» **Text segment**:
=-=-=-=-=
Scrape with Firecrawl, stream to Instadash

Why this combination

Web scraping is the cheapest data source going, but the output is messy: raw HTML, half-baked structure, no schema, no versioning. Firecrawl solves the first half — it crawls a domain and returns LLM-friendly Markdown plus a structured object per page when you give it a Zod schema. Instadash solves the second — typed, queryable, versioned, mesh-indexed the second the rows land.

Wired together they replace the usual Python script + S3 + Postgres + dashboard build with one ~50-line TypeScript pipeline that hits a single HTTP endpoint to ship. The result is a live grid, a public URL, an MCP-callable endpoint, and a row in the mesh that any agent can find.
=-=-=-=-=
» **Problem A**: Condense the paragraph beginning "Web scraping is the cheapest data source" from the page on Firecrawl and Instadash into a short bulleted list that keeps its main facts.
» **Problem B**: Transcribe everything in the page on Firecrawl and Instadash from "Scrape with Firecrawl, stream" down to "agent can find.".
» **Problem C**: Go on with the page on Firecrawl and Instadash from the point where it stops.
None of the data that comes next relates to the page on Firecrawl and Instadash.

[Photo-based referring expression data]
=-=-=-=-=
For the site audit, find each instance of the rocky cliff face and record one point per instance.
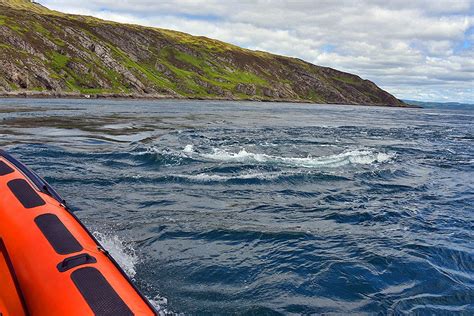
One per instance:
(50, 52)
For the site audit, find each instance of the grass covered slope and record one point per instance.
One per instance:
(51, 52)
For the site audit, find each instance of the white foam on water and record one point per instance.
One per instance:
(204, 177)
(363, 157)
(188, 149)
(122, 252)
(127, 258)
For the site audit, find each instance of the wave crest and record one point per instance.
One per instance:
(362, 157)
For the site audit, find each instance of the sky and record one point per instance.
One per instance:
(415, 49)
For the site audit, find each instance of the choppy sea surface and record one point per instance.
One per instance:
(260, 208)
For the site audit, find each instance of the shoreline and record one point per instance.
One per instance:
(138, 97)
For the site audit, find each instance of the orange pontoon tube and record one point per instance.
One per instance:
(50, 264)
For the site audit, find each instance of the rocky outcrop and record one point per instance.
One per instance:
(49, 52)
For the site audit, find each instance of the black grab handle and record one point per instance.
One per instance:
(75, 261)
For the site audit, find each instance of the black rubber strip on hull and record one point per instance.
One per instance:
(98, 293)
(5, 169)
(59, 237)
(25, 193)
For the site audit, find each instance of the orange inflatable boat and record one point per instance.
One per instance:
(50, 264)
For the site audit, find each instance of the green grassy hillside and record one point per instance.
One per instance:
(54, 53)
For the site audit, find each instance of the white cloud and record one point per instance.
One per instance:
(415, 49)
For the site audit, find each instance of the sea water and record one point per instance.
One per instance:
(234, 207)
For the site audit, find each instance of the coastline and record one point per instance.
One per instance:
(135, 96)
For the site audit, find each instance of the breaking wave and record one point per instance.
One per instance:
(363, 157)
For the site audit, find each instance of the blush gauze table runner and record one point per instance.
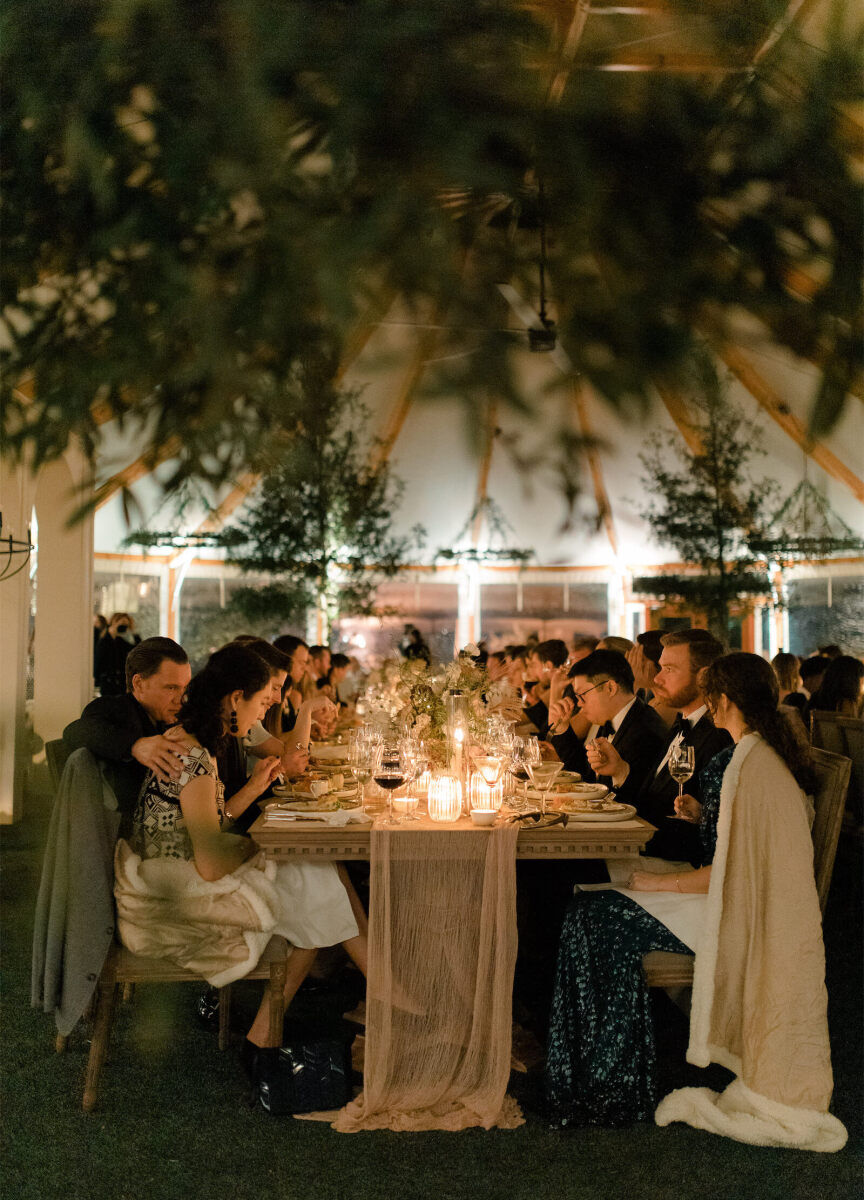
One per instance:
=-=-=-=-=
» **Answer box A**:
- Web scraping is the cheapest data source, but its output is messy: raw HTML, half-baked structure, no schema, no versioning.
- Firecrawl handles the first half. It crawls a domain and returns LLM-friendly Markdown, plus a structured object per page when given a Zod schema.
- Instadash handles the second half. Rows are typed, queryable, versioned, and mesh-indexed the moment they land.

» **Answer box B**:
Scrape with Firecrawl, stream to Instadash

Why this combination

Web scraping is the cheapest data source going, but the output is messy: raw HTML, half-baked structure, no schema, no versioning. Firecrawl solves the first half — it crawls a domain and returns LLM-friendly Markdown plus a structured object per page when you give it a Zod schema. Instadash solves the second — typed, queryable, versioned, mesh-indexed the second the rows land.

Wired together they replace the usual Python script + S3 + Postgres + dashboard build with one ~50-line TypeScript pipeline that hits a single HTTP endpoint to ship. The result is a live grid, a public URL, an MCP-callable endpoint, and a row in the mesh that any agent can find.

» **Answer box C**:
01 · Install & auth

Two keys — Firecrawl (free tier is enough for the demo) and Instadash. No SDK package required for the Instadash side; the recipe uses plain fetch.

# install
npm i @mendable/firecrawl-js zod
npm i -D tsx @types/node
 
# auth — both keys read from env at runtime
export FIRECRAWL_API_KEY="fc-..."
export INSTADASH_KEY="sk_..."        # mint at https://instadash.io/get-started

02 · Define the target schema

Instadash infers schema server-side on every push, but giving Firecrawl an explicit Zod shape produces cleaner rows and removes "why is this column sometimes null" surprises. Nullable fields stay nullable; required fields stay required.

import { z } from 'zod'
 
const StorySchema = z.object({
  title:     z.string(),
  url:       z.string().url(),
  author:    z.string().nullable().optional(),
  points:    z.number().nullable().optional(),
  comments:  z.number().nullable().optional(),
  posted_at: z.string().nullable().optional().describe('ISO 8601 timestamp'),
  domain:    z.string().nullable().optional(),
})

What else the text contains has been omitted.